### Отрывок ###
“По специальному заказу дирекции, для нашего великого, любимого народного литератора М.А. Булгакова на море сегодня устроено волнение...”
Тотчас видать, что великий, любимый и народный литератор М.А. Булгаков прямо-таки необходим для чего-то незадачливому режиссёру Н.М. Горчакову. И точно, спустя несколько дней незадачливый режиссёр принимается уговаривать великого литератора: а насочиняйте-ка к “Мольеру” несколько новых картин. Честное слово: не пионерку ли рекомендует пришпандорить и тут? Остаётся загадкой. Разумеется, получает не только решительный, но и строгий отказ. Не унимается. Такое несчастье: преображённых “Виндзорских” тоже определяют угробить на сцене ему. И вот незадачливый режиссёр предлагает великому литератору вставить побольше, ну, там, знаете, хохмочек, и это, читатель, в шекспировский, всё-таки, текст! Причём развязно укоряет его:
— Вы слишком целомудренны, мэтр.
###
### Задание
Отредактируйте отрывок о Булгакове и его режиссёре: перепишите всё начиная со слов «Тотчас видать, что» и вплоть до слов «слишком целомудренны, мэтр.», поставив «маэстро» вместо «мэтр». Записи к отрывку никакого отношения не имеют.
### Материал ###
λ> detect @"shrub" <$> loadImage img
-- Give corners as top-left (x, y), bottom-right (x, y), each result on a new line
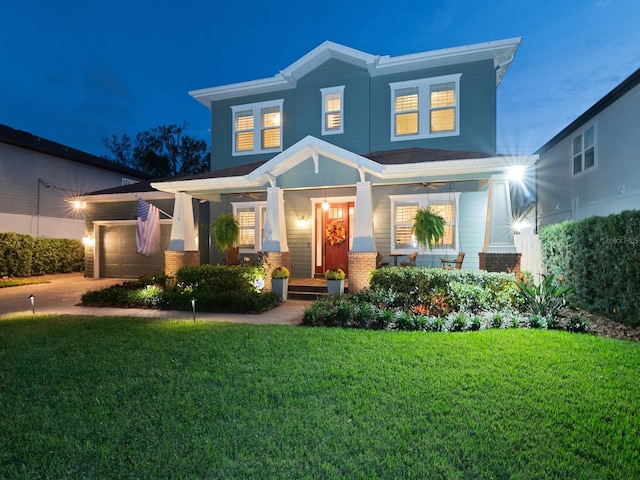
top-left (540, 211), bottom-right (640, 326)
top-left (0, 233), bottom-right (84, 277)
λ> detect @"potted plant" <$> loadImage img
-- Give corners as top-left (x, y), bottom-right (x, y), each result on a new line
top-left (411, 208), bottom-right (446, 250)
top-left (324, 268), bottom-right (345, 295)
top-left (211, 213), bottom-right (240, 265)
top-left (271, 267), bottom-right (289, 302)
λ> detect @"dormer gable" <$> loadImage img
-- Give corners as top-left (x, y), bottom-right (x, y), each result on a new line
top-left (189, 37), bottom-right (522, 108)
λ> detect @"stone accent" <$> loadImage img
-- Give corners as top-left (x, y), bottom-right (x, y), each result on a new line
top-left (478, 252), bottom-right (522, 275)
top-left (164, 250), bottom-right (200, 277)
top-left (348, 252), bottom-right (376, 293)
top-left (263, 252), bottom-right (284, 292)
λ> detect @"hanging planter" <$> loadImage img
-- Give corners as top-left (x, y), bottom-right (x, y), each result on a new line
top-left (411, 208), bottom-right (446, 250)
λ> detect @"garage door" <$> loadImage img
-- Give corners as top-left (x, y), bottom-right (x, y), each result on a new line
top-left (98, 223), bottom-right (171, 278)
###
### Выполненное задание
Тотчас видать, что великий, любимый и народный литератор М.А. Булгаков прямо-таки необходим для чего-то незадачливому режиссёру Н.М. Горчакову. И точно, спустя несколько дней незадачливый режиссёр принимается уговаривать великого литератора: а насочиняйте-ка к “Мольеру” несколько новых картин. Честное слово: не пионерку ли рекомендует пришпандорить и тут? Остаётся загадкой. Разумеется, получает не только решительный, но и строгий отказ. Не унимается. Такое несчастье: преображённых “Виндзорских” тоже определяют угробить на сцене ему. И вот незадачливый режиссёр предлагает великому литератору вставить побольше, ну, там, знаете, хохмочек, и это, читатель, в шекспировский, всё-таки, текст! Причём развязно укоряет его:
— Вы слишком целомудренны, маэстро.